- INFORMATION SHOWN:
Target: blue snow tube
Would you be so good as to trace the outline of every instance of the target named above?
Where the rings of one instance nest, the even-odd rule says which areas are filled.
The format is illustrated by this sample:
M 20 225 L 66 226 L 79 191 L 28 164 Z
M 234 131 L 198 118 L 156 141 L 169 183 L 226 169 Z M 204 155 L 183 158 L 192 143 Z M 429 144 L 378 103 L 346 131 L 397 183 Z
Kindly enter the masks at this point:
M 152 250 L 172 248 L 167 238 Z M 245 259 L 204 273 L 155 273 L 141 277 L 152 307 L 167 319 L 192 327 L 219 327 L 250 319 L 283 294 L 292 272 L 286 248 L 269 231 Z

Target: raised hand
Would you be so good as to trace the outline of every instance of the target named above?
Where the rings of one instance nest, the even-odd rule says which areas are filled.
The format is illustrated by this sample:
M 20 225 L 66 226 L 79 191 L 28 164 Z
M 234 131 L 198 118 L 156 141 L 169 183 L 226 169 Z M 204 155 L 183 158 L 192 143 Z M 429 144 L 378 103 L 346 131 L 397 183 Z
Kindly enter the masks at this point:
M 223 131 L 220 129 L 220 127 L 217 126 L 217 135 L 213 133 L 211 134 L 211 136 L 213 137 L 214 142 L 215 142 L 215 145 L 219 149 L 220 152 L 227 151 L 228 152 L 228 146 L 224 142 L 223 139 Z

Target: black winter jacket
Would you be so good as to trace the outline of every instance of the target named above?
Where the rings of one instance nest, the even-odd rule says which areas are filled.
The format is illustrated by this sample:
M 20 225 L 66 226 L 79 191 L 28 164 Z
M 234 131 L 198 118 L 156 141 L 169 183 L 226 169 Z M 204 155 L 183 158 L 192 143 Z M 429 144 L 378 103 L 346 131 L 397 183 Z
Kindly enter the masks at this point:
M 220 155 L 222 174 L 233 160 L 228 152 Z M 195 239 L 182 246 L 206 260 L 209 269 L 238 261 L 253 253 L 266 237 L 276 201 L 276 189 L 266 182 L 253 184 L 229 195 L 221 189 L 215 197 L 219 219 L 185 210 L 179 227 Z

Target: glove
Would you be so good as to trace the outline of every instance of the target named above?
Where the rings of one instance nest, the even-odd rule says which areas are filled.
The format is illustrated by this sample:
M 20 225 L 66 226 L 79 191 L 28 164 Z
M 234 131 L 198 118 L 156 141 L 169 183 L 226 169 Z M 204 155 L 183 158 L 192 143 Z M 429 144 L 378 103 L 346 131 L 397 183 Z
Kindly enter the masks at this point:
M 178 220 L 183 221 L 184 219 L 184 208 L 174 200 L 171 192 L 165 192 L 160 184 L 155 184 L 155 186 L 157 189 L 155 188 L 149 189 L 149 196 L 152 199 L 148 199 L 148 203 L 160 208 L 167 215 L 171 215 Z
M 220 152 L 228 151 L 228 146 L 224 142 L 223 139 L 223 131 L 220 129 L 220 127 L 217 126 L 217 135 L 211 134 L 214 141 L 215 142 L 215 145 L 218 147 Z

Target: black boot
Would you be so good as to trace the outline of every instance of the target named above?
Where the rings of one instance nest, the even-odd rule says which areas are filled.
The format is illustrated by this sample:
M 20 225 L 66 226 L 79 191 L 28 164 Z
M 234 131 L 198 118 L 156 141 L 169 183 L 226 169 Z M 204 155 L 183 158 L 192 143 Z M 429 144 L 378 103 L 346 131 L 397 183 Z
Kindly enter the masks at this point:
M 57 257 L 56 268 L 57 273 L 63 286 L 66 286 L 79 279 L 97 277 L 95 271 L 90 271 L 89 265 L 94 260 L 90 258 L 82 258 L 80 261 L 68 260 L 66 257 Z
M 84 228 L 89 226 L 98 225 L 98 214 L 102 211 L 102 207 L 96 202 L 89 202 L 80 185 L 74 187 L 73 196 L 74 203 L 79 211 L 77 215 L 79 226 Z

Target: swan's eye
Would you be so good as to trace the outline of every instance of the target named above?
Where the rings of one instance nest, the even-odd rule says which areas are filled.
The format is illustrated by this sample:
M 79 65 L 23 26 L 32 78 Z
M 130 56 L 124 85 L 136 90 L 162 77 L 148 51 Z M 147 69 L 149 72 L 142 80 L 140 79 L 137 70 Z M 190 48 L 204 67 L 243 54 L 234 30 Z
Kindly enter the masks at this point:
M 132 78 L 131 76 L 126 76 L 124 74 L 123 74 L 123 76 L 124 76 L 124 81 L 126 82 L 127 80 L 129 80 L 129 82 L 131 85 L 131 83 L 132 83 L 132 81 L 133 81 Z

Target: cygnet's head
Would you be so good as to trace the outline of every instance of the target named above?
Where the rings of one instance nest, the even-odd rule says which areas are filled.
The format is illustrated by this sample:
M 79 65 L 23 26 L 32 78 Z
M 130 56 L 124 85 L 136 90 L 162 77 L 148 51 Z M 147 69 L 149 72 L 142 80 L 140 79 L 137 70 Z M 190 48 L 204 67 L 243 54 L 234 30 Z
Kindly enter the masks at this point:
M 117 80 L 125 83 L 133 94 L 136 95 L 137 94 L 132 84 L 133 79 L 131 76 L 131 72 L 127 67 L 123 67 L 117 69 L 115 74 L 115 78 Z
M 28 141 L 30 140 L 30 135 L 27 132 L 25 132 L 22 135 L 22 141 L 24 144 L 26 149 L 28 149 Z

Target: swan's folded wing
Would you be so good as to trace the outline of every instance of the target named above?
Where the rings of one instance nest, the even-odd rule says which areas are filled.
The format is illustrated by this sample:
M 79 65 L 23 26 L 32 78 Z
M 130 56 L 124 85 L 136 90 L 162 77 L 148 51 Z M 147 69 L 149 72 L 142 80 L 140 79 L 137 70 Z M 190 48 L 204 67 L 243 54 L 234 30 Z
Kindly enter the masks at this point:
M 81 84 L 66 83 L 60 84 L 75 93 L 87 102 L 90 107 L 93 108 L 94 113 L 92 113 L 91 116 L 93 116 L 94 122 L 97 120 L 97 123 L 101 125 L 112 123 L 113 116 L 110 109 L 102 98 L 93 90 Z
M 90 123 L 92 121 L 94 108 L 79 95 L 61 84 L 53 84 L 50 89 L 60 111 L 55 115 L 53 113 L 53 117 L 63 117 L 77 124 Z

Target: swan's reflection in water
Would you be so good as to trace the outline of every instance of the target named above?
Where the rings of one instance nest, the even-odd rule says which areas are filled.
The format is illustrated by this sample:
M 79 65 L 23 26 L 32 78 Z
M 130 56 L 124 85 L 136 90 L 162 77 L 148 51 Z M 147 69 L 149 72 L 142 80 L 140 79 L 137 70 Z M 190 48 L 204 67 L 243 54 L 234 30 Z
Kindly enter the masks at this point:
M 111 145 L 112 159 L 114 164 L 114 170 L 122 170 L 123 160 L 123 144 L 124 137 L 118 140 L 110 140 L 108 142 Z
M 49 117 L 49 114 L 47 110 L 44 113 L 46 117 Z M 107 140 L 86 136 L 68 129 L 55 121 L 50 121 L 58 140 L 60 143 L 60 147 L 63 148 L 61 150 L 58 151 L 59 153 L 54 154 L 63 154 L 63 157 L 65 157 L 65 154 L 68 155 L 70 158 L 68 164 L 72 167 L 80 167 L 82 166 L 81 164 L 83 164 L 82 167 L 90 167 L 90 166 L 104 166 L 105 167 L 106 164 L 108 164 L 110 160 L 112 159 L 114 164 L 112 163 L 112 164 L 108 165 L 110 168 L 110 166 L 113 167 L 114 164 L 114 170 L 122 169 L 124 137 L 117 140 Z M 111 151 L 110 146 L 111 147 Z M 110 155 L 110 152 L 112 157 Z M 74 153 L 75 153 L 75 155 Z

- EXERCISE DIRECTIONS:
Rewrite all of the records above, replacing "Would you be so good as to trace" with "Please trace" wherever it occurs and leaving everything else unchanged.

- TASK OUTPUT:
Target: blue snow tube
Please trace the outline of every instance of the target named above?
Where the rings of one instance nest, the even-odd rule says which areas are filled.
The format is illustrated by this sample:
M 20 225 L 66 226 L 79 191 L 28 164 Z
M 234 131 L 198 118 L 156 141 L 169 183 L 226 169 Z M 204 155 L 183 158 L 192 143 Z M 429 144 L 378 103 L 346 131 L 397 183 Z
Kindly enter the masks at this point:
M 152 250 L 172 248 L 167 238 Z M 245 259 L 204 273 L 155 273 L 141 277 L 152 307 L 167 319 L 192 327 L 219 327 L 250 319 L 283 294 L 292 272 L 286 248 L 269 231 Z

Target: raised hand
Please trace the outline of every instance of the target named above?
Where the rings of one instance nest, the even-odd rule says which areas are filled.
The format is illustrated by this sample:
M 20 225 L 66 226 L 79 191 L 28 164 Z
M 234 131 L 198 118 L 156 141 L 169 183 L 226 169 Z M 204 155 L 183 158 L 192 143 Z M 429 144 L 378 103 L 346 131 L 397 183 Z
Kindly enter the masks at this point:
M 223 131 L 220 129 L 220 127 L 217 126 L 217 135 L 213 133 L 211 134 L 211 136 L 213 137 L 214 142 L 215 142 L 215 145 L 219 149 L 220 152 L 227 151 L 228 152 L 228 146 L 224 142 L 223 139 Z

Target: black winter jacket
Please trace the outline of every instance of the target named above?
Where the rings of one instance nest, the even-odd rule says which areas are filled.
The format is illustrated by this sample:
M 20 225 L 66 226 L 79 191 L 28 164 Z
M 234 131 L 198 118 L 156 141 L 169 183 L 226 169 Z M 204 155 L 183 158 L 192 143 Z M 429 144 L 378 103 L 346 131 L 397 183 Z
Kindly enter the masks at this point:
M 220 155 L 222 174 L 233 160 L 228 152 Z M 195 239 L 182 246 L 206 260 L 209 269 L 238 261 L 253 253 L 266 237 L 276 201 L 276 189 L 266 182 L 253 184 L 229 195 L 221 189 L 215 197 L 219 219 L 185 210 L 179 227 Z

Target: glove
Please trace the outline of every instance of the target named above?
Where the rings of one instance nest, the even-odd rule says which areas are filled.
The format is illustrated by this sample:
M 20 225 L 66 226 L 79 191 L 28 164 Z
M 234 131 L 198 118 L 156 141 L 169 183 L 226 169 Z M 204 155 L 183 158 L 192 143 Z M 429 144 L 378 103 L 346 131 L 397 183 Z
Kindly enter the masks at this point:
M 178 220 L 183 221 L 184 219 L 184 208 L 174 200 L 171 192 L 165 192 L 160 184 L 155 184 L 155 186 L 157 189 L 155 188 L 149 189 L 149 196 L 152 199 L 148 199 L 148 203 L 160 208 L 167 215 L 171 215 Z
M 220 152 L 228 151 L 228 146 L 224 142 L 223 139 L 223 131 L 220 129 L 220 127 L 217 126 L 217 135 L 211 134 L 214 141 L 215 142 L 215 145 L 218 147 Z

Target: black boot
Please trace the outline of every instance of the target named above?
Where the rings of one instance nest, the even-odd rule says which areas are filled.
The format is illustrated by this sample:
M 20 225 L 66 226 L 79 191 L 28 164 Z
M 234 131 L 198 118 L 156 141 L 169 183 L 226 169 Z M 204 155 L 183 158 L 192 143 Z M 429 144 L 378 103 L 346 131 L 397 183 Z
Kindly enter the masks at this point:
M 57 257 L 56 268 L 57 273 L 63 286 L 66 286 L 79 279 L 97 277 L 95 271 L 90 271 L 89 265 L 94 260 L 90 258 L 82 258 L 80 261 L 68 260 L 66 257 Z
M 84 228 L 89 226 L 98 225 L 98 214 L 102 211 L 102 207 L 96 202 L 89 202 L 80 185 L 74 187 L 73 196 L 74 203 L 79 211 L 77 215 L 79 226 Z

Target: swan's eye
Please trace the outline of every instance of the target named above?
Where the rings of one instance nest, the even-odd rule says which areas are filled.
The format is illustrated by this sample:
M 79 65 L 23 26 L 32 78 Z
M 130 56 L 124 85 L 136 90 L 162 77 L 148 51 Z M 147 69 L 149 72 L 142 80 L 140 79 L 137 70 Z M 190 48 L 204 67 L 243 54 L 234 30 Z
Kindly enter the masks at this point:
M 132 78 L 131 76 L 126 76 L 124 74 L 123 74 L 123 76 L 124 76 L 124 81 L 126 82 L 127 80 L 129 80 L 129 82 L 131 85 L 131 83 L 132 83 L 132 81 L 133 81 Z

Target: cygnet's head
Please trace the outline of every instance of the target named above?
Where the rings of one instance nest, the even-odd rule says which areas are filled.
The format is illustrated by this sample:
M 79 65 L 23 26 L 32 78 Z
M 130 56 L 124 85 L 136 90 L 162 77 L 148 51 Z M 147 69 L 149 72 L 142 80 L 140 79 L 137 70 Z M 190 48 L 204 67 L 243 54 L 234 30 Z
Kindly enter the masks at this point:
M 117 80 L 125 83 L 133 94 L 136 95 L 137 94 L 132 84 L 133 79 L 131 76 L 131 72 L 127 67 L 123 67 L 117 69 L 115 74 L 115 78 Z
M 28 141 L 30 140 L 30 135 L 27 132 L 25 132 L 22 135 L 22 141 L 24 144 L 26 149 L 28 149 Z

Target: swan's folded wing
Please trace the outline of every instance of the target named above?
Where the rings of one instance nest, the even-odd rule says which areas are filled.
The format is illustrated by this sample:
M 79 65 L 23 26 L 32 78 Z
M 130 56 L 124 85 L 136 90 L 162 77 L 148 51 Z M 147 69 L 149 72 L 142 80 L 140 79 L 137 70 Z M 190 48 L 204 67 L 243 54 L 234 30 Z
Kindly enter the masks at this point:
M 81 84 L 66 83 L 60 84 L 75 93 L 87 102 L 90 107 L 93 108 L 94 113 L 92 113 L 91 116 L 93 116 L 94 122 L 97 120 L 97 123 L 101 125 L 112 123 L 113 116 L 110 109 L 102 98 L 93 90 Z
M 90 123 L 92 121 L 94 108 L 79 95 L 61 84 L 53 84 L 50 89 L 60 111 L 55 115 L 53 113 L 53 117 L 63 117 L 77 124 Z

Target: swan's reflection in water
Please trace the outline of every instance of the target named above?
Where the rings of one instance nest, the even-odd rule says which areas are filled.
The format is illustrated by this sample:
M 79 65 L 23 26 L 32 78 Z
M 130 56 L 124 85 L 136 90 L 162 77 L 148 51 Z M 147 69 L 149 72 L 142 80 L 140 79 L 137 70 Z M 190 48 L 204 67 L 243 54 L 234 30 Z
Kindly enter the masks at this point:
M 111 145 L 112 159 L 114 164 L 114 170 L 122 170 L 123 160 L 123 144 L 124 137 L 118 140 L 110 140 L 108 142 Z
M 49 117 L 49 114 L 47 110 L 44 113 L 46 117 Z M 107 140 L 86 136 L 68 129 L 55 121 L 50 121 L 58 140 L 60 143 L 60 147 L 63 148 L 61 150 L 58 151 L 59 153 L 54 154 L 63 154 L 63 157 L 65 157 L 65 154 L 68 155 L 70 158 L 68 164 L 72 167 L 80 167 L 82 166 L 81 164 L 83 164 L 82 167 L 90 167 L 90 166 L 104 166 L 105 167 L 106 164 L 108 164 L 110 160 L 112 159 L 114 164 L 112 163 L 112 164 L 108 165 L 110 168 L 110 166 L 113 167 L 114 164 L 114 170 L 122 169 L 124 137 L 117 140 Z M 111 151 L 110 146 L 111 147 Z M 110 155 L 110 152 L 112 157 Z M 74 153 L 75 153 L 75 155 Z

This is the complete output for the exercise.